[Dataset excerpts — start]

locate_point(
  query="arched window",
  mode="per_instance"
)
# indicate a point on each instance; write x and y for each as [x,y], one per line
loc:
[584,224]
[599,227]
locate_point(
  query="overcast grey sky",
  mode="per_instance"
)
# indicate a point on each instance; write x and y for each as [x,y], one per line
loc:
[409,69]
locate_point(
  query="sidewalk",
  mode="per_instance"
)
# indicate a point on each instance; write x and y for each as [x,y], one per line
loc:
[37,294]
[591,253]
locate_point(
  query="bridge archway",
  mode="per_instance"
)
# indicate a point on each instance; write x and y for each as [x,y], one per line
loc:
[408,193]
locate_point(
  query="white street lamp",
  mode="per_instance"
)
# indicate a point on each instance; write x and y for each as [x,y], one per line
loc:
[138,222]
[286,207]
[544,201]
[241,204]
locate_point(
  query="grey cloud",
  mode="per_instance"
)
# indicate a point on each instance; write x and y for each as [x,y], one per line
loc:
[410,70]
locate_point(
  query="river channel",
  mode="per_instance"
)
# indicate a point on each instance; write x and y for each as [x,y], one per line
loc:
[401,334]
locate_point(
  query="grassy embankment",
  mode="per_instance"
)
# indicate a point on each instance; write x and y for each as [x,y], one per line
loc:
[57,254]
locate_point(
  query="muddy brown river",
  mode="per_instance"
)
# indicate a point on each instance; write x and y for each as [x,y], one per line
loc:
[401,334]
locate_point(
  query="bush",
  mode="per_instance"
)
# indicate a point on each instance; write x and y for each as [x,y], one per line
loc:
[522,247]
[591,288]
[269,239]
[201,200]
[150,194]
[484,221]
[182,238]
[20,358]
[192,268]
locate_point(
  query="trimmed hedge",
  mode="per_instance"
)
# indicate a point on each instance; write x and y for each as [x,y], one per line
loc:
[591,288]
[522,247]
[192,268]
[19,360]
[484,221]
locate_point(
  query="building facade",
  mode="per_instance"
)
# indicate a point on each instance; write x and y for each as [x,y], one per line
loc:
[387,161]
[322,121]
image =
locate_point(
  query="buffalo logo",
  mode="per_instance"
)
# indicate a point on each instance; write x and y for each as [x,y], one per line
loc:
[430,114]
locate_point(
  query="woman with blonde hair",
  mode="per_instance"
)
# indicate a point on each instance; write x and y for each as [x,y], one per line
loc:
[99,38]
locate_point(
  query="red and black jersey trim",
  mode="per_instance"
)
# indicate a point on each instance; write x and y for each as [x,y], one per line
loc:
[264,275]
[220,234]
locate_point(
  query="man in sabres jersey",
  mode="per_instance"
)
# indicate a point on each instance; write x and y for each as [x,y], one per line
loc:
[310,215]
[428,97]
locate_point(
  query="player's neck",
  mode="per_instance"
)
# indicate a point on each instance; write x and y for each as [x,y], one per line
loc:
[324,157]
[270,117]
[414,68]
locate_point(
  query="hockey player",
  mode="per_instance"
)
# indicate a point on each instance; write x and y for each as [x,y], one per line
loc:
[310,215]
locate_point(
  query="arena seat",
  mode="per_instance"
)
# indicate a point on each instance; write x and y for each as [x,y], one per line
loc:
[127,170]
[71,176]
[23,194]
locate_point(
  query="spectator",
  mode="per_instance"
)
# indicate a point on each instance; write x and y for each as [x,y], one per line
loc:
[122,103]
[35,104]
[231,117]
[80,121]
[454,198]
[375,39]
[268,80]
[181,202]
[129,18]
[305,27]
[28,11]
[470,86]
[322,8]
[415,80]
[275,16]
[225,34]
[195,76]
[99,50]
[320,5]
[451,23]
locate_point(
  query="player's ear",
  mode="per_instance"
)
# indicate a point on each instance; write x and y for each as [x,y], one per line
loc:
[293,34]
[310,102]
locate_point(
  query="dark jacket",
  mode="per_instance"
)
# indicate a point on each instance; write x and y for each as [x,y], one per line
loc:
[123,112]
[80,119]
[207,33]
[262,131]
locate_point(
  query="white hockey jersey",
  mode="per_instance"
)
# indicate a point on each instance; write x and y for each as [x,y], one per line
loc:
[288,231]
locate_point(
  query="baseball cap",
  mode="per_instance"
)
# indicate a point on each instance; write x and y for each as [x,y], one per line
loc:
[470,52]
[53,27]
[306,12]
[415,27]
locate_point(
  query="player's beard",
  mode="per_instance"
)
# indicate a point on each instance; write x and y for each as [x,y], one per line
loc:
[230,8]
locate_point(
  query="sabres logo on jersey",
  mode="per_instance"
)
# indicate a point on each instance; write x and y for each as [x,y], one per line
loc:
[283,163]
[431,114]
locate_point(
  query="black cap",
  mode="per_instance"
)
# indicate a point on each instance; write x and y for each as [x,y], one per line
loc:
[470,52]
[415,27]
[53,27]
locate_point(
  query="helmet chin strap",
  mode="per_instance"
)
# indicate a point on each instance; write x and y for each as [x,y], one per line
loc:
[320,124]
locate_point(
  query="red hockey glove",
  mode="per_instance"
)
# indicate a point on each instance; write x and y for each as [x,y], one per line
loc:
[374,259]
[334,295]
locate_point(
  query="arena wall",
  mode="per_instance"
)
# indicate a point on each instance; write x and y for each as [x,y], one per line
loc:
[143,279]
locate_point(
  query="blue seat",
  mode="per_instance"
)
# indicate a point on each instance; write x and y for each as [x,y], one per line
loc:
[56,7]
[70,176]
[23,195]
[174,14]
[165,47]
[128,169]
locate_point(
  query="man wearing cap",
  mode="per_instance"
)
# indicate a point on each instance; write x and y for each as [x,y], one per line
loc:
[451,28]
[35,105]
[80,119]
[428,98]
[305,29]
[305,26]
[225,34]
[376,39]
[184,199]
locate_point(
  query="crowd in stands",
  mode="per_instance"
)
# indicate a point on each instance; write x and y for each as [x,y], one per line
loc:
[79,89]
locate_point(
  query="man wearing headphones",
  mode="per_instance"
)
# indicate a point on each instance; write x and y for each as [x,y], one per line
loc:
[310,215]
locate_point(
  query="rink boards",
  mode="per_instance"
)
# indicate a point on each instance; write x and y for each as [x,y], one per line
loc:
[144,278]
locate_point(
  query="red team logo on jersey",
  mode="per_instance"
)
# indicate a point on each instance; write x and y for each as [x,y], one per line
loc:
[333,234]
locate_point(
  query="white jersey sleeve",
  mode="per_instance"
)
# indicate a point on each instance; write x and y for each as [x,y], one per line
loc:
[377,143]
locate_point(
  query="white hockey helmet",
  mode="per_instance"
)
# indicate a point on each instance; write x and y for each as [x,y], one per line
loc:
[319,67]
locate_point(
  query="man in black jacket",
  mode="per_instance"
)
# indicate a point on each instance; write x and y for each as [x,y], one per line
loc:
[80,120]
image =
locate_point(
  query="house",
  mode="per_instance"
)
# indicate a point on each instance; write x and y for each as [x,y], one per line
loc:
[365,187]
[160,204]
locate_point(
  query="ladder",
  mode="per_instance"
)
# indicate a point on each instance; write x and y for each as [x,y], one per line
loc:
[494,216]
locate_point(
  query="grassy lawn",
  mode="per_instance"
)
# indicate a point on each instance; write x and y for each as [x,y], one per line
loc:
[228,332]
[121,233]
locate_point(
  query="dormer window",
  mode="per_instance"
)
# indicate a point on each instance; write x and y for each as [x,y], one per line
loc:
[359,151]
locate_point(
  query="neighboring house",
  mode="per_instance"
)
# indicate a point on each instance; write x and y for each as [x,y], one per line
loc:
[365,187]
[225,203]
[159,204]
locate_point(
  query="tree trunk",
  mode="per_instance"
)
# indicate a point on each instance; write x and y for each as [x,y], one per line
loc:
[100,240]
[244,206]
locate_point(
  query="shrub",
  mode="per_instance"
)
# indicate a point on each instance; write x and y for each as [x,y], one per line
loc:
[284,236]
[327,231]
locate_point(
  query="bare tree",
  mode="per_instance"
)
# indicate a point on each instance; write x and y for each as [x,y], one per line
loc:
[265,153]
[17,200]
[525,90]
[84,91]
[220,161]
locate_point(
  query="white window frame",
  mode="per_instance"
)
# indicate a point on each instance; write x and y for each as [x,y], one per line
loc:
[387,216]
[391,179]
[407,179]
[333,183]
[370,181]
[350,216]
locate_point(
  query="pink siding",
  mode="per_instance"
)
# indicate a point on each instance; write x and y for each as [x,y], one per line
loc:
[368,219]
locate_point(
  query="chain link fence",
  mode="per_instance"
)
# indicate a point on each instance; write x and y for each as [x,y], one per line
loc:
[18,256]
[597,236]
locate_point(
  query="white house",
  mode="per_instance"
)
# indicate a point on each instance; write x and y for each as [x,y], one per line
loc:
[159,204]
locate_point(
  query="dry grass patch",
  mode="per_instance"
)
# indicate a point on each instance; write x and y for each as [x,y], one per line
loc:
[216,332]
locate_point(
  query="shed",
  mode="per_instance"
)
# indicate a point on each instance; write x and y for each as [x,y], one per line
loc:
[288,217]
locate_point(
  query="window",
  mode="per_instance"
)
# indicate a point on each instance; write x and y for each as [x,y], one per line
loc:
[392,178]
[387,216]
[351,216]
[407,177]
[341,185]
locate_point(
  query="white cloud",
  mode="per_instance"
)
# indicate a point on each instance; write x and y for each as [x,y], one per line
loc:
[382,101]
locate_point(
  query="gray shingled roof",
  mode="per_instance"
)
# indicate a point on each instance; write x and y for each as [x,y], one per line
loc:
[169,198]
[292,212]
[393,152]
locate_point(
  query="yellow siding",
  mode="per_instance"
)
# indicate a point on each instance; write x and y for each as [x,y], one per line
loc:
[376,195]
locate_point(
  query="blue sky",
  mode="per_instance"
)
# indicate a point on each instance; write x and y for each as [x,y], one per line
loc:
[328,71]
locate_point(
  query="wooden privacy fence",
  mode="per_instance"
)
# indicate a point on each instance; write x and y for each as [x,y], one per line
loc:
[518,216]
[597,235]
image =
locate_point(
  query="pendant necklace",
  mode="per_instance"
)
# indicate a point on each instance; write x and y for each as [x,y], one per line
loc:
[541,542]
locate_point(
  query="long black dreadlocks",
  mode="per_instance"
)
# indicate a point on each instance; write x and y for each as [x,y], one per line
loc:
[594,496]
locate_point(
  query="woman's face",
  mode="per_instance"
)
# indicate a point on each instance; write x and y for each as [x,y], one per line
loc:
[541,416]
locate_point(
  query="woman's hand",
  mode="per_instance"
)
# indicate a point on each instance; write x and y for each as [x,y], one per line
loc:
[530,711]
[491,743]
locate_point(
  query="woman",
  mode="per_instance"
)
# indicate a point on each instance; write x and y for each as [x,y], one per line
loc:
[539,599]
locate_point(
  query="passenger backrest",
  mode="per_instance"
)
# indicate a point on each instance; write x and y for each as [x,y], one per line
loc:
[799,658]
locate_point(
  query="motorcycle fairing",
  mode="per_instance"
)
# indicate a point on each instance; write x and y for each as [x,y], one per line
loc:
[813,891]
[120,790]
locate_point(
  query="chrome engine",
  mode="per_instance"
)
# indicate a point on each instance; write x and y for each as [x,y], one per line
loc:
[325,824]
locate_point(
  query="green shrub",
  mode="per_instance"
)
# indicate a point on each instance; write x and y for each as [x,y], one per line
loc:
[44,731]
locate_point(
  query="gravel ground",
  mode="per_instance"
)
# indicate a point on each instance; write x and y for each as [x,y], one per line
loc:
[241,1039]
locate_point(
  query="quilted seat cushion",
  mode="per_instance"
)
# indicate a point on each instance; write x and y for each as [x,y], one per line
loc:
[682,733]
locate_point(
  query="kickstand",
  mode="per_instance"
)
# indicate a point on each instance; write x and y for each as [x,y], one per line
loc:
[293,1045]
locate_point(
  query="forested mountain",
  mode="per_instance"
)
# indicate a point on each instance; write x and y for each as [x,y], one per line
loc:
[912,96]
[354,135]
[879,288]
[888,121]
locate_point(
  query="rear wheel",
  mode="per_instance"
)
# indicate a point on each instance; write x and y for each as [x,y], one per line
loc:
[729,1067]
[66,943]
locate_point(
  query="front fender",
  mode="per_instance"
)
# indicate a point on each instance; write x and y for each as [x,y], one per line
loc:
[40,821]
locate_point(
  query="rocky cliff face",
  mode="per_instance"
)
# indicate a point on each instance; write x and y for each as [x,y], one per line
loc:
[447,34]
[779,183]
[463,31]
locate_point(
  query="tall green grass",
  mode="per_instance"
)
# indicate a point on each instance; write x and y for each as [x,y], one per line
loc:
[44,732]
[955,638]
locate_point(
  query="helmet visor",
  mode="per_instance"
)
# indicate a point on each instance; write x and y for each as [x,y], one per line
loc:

[Dataset excerpts — finish]

Scan the material for lines with the word "woman". Reply with how many there are, number only.

▸ Result of this exercise
4